*Aim 1*
Resize the records that come after the text. Write out every line of them again, requests included, with each point coordinate in the answers multiplied by 1.2 and rounded to a whole number, halves rounding up.

*Source excerpt*
* * * * * * * * *
It's conventional journalistic wisdom that you can't go off half-cocked calling the managing director of  the world's largest bond fund, in this case the Pacific Investment Management Company, a metaphorical junkie and freak without some kind of substantiation and context. In the old days, people were beaten and thrown in jail for far less.

But this is The Age of Self-Evidence. Waist-deep as we are in facts based on theories disseminated by Washington D.C. Federal agencies and weird anti-truths assembled from half-baked rumors and innuendo bubbling up from Wall Street, what's a little more kindling on the fire going to hurt? In the metaphorical land of the blind, the one-eyed man is king.

This is the kind of story that would ordinarily require the marshaling of all available resources and legitimate reporting skills, but there's little time for that now. The Managing Director of Pacific Investment Management Company, PIMCO, just called for the government to start buying financial assets. The freak is out.

 

The Revelations Playbook

"If we are to prevent a continuing asset and debt liquidation of near historic proportions, we will require policies that open up the balance sheet of the U.S. Treasury," Gross wrote today on his firm's Web site. "[A] systematic debt liquidation is what confronts the U.S. and perhaps even the global financial system at the current time. Unchecked, it can turn a campfire into a forest fire, a mild asset bear market into a destructive financial tsunami," he added.

If that kind of talk seems terrifying, it's probably because it is taken almost verbatim from the book of Revelations, an increasingly popular source book for Federal Reserve lackeys and financial types these days. It's hard to blame them. If I was doomed to work in the Federal Reserve, or if I managed the world's largest bond fund, I'd be scared too.

 

You Never Know What Water You Will Drink 

"You never know what water you will drink."
- Ancient Chibchan aphorism

A good fix is hard to come by these days. Supply of credit is in absolute and total lock-down mode. The usual dealers are frozen in both place and time. Hell, they have their own vicious back monkeys to deal with. And that's a lesson worth keeping in mind. When the Ponzi scheme's scaffolding begins to finally shake loose and gyrate, it's every man for himself.
* * * * * * * * *
*Entries shown*

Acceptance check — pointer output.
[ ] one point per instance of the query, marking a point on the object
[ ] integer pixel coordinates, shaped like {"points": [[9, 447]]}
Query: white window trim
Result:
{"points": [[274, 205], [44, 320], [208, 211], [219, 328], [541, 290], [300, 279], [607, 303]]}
* * * * * * * * *
*Aim 2*
Answer from the PIMCO excerpt:
(a) What firm does it call the world's largest bond fund?
(b) Whose balance sheet does Gross say policies must open up?
(c) What is the line "You never know what water you will drink" credited to?

*Final answer 1*
Acceptance check — pointer output.
[ ] one point per instance of the query, marking a point on the object
[ ] integer pixel coordinates, shaped like {"points": [[9, 447]]}
Query: white window trim
Result:
{"points": [[329, 246], [53, 384], [250, 253], [263, 394], [649, 348], [360, 335], [728, 364]]}

*Final answer 2*
(a) The Pacific Investment Management Company (PIMCO).
(b) The U.S. Treasury's.
(c) An ancient Chibchan aphorism.